> [TASK STATEMENT]: In the records below, take everything from the line containing "Return one point for each instance of the player's outstretched" down to the line containing "Return one point for each instance of the white net." and swap "outstretched arm" for "extended arm". Return only those lines, with nothing else altered.

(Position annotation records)
- - - - - - -

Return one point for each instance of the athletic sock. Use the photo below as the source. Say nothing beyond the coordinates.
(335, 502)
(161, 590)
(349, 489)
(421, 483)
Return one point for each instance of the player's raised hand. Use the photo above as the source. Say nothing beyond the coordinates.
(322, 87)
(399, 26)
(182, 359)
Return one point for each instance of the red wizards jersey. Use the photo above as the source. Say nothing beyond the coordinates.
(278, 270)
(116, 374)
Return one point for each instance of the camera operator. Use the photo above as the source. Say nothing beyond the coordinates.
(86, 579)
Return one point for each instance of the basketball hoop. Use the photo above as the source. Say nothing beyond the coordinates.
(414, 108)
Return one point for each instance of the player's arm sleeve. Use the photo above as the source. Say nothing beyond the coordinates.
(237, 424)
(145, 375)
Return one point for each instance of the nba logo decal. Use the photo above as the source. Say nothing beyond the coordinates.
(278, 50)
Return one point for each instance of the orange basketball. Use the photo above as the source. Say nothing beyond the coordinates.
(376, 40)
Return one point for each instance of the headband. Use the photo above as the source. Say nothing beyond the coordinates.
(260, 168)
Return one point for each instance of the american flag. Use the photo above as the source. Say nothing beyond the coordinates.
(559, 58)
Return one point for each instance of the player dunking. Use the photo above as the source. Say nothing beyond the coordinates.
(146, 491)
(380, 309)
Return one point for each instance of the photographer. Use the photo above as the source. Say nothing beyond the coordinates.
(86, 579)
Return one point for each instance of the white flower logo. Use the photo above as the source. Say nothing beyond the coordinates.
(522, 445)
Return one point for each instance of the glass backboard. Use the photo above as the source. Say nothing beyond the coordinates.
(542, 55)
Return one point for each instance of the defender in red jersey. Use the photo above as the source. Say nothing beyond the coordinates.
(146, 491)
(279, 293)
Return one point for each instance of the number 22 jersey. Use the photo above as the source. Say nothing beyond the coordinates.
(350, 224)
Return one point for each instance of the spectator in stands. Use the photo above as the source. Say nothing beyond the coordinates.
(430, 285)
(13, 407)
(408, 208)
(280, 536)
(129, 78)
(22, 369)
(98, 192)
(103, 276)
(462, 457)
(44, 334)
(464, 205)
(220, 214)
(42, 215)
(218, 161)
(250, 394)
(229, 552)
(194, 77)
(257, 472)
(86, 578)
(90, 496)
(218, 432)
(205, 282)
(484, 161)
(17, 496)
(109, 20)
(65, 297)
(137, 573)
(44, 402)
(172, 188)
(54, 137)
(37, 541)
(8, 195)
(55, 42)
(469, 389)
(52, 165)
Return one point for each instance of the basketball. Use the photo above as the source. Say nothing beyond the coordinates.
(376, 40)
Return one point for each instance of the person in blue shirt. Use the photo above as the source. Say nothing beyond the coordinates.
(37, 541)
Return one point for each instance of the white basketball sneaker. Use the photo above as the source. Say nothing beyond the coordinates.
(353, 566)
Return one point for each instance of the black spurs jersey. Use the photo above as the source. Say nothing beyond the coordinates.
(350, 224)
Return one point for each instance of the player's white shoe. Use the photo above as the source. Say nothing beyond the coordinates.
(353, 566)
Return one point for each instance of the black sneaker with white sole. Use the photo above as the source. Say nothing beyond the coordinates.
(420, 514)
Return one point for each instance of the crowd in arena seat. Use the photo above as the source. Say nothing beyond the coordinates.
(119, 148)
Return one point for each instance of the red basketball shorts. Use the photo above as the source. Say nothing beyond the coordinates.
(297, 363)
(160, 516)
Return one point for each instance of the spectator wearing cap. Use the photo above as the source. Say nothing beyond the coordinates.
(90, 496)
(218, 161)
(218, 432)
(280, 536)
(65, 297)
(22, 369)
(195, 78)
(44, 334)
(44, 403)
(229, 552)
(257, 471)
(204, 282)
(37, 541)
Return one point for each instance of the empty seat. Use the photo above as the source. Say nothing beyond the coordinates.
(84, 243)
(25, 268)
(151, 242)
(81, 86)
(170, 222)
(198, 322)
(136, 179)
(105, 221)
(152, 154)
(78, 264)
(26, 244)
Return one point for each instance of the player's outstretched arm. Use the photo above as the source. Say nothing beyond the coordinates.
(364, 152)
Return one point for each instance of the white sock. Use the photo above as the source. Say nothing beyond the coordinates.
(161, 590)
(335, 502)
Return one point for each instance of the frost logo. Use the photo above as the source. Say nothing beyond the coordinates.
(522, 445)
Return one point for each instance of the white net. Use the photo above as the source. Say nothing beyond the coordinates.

- - - - - - -

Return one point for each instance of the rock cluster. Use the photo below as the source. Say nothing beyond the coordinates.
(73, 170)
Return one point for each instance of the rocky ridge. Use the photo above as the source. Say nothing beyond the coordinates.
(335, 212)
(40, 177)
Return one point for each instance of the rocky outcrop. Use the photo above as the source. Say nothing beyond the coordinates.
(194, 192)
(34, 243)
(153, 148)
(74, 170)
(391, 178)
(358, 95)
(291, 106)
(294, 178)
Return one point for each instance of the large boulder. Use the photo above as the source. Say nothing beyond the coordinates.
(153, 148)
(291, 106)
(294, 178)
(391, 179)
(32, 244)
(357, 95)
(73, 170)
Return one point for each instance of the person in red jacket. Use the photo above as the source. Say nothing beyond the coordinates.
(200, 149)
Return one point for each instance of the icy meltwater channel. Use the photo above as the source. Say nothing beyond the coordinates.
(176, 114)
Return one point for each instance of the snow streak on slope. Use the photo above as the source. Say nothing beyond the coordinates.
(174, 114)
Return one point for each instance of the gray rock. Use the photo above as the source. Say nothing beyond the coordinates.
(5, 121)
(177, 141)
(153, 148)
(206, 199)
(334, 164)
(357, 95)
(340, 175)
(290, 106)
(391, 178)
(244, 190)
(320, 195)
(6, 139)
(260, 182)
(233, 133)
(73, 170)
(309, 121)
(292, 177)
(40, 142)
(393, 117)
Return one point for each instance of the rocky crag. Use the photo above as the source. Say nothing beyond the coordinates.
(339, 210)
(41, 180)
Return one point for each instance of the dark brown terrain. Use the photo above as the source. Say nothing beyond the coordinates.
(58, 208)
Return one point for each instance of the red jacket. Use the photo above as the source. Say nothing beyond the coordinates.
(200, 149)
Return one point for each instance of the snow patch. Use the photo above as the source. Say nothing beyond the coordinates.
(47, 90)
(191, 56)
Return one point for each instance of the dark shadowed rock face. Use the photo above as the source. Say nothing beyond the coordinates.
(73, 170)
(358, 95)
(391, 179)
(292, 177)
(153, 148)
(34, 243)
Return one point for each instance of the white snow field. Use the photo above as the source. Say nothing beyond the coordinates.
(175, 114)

- - - - - - -

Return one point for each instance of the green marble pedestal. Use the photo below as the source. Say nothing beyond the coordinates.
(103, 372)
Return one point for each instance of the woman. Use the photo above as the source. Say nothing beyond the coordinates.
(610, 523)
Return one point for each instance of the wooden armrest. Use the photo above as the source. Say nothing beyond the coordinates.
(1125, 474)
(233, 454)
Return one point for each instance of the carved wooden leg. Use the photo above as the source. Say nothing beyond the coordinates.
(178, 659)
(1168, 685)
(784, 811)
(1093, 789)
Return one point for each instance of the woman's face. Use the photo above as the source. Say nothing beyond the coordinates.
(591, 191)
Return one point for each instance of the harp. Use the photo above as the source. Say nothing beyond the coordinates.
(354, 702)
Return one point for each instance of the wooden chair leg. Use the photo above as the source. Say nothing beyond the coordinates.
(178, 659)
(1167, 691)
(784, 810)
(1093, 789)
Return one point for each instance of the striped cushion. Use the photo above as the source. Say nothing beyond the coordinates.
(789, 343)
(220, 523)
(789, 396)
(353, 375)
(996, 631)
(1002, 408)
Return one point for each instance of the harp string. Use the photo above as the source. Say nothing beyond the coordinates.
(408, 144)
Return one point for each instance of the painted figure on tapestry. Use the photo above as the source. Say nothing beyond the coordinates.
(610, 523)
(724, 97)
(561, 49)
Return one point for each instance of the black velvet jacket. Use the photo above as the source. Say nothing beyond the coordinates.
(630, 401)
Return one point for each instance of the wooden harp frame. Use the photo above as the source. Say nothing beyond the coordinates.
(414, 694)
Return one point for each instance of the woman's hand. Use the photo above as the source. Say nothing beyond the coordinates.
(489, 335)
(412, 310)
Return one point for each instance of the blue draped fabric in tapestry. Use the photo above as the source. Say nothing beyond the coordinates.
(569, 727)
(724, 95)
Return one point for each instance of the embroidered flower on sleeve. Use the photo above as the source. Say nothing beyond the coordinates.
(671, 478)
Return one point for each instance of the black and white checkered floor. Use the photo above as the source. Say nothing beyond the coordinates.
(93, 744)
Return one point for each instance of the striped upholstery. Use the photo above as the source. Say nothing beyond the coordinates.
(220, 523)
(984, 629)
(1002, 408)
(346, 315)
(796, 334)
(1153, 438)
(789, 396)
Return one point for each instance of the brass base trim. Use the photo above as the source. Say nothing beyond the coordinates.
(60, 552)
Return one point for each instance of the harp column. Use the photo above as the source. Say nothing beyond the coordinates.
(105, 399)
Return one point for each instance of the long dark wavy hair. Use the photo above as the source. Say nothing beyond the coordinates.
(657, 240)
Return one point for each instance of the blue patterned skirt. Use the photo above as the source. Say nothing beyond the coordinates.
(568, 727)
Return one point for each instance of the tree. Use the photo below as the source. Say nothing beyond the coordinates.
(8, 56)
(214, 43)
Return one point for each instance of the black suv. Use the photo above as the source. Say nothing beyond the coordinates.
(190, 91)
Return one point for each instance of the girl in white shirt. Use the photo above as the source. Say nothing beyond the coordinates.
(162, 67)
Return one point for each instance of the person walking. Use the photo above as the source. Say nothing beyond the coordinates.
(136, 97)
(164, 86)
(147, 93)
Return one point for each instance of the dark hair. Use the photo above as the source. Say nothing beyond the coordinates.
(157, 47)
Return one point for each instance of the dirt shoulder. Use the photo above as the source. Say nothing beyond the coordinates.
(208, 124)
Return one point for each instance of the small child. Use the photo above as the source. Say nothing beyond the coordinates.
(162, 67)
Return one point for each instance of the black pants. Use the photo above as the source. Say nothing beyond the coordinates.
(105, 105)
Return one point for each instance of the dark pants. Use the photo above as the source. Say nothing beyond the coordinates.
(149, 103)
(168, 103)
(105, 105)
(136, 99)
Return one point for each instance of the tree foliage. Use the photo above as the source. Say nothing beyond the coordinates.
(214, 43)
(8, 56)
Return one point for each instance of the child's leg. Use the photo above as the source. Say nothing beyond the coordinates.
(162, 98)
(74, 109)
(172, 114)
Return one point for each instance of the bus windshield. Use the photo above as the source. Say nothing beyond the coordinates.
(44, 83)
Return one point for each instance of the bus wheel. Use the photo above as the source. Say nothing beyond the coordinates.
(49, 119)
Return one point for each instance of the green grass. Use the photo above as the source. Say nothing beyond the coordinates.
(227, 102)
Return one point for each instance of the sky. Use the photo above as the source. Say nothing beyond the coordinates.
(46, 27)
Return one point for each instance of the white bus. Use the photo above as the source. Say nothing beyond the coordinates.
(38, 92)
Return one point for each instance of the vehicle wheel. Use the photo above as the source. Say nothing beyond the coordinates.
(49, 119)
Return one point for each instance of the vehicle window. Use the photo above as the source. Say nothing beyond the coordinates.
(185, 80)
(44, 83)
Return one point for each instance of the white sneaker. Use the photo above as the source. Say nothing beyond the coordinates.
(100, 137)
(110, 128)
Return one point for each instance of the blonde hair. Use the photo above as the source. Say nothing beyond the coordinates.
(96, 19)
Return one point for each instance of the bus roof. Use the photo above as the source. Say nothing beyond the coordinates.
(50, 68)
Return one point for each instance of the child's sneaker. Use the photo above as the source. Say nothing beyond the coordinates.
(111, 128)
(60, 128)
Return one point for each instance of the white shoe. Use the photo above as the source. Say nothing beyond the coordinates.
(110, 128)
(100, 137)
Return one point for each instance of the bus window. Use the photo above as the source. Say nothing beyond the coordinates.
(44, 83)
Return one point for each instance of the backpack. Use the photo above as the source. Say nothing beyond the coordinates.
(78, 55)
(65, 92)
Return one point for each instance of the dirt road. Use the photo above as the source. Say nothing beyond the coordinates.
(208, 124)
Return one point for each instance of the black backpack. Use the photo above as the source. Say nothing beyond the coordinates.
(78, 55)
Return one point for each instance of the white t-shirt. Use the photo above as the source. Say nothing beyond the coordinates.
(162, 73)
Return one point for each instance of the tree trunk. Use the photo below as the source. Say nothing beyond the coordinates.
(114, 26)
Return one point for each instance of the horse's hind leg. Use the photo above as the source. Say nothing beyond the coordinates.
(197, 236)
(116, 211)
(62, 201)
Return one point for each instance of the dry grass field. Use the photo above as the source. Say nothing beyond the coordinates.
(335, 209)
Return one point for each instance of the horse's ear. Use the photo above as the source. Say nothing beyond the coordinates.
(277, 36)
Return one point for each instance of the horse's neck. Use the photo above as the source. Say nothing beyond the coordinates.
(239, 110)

- - - - - - -

> [TASK RESULT]:
Return one point for each instance of the player's extended arm. Use the photo above as the source. Say nothing beyond the coordinates.
(364, 152)
Return one point for each instance of the white sock. Use the photo above as the source. Say nothing beyond the coordinates.
(161, 590)
(335, 502)
Return one point for each instance of the frost logo. Use the photo above as the source. Say nothing beyond the coordinates.
(522, 445)
Return one point for each instance of the white net. Use the photo above as the source. Say nothing beyond the coordinates.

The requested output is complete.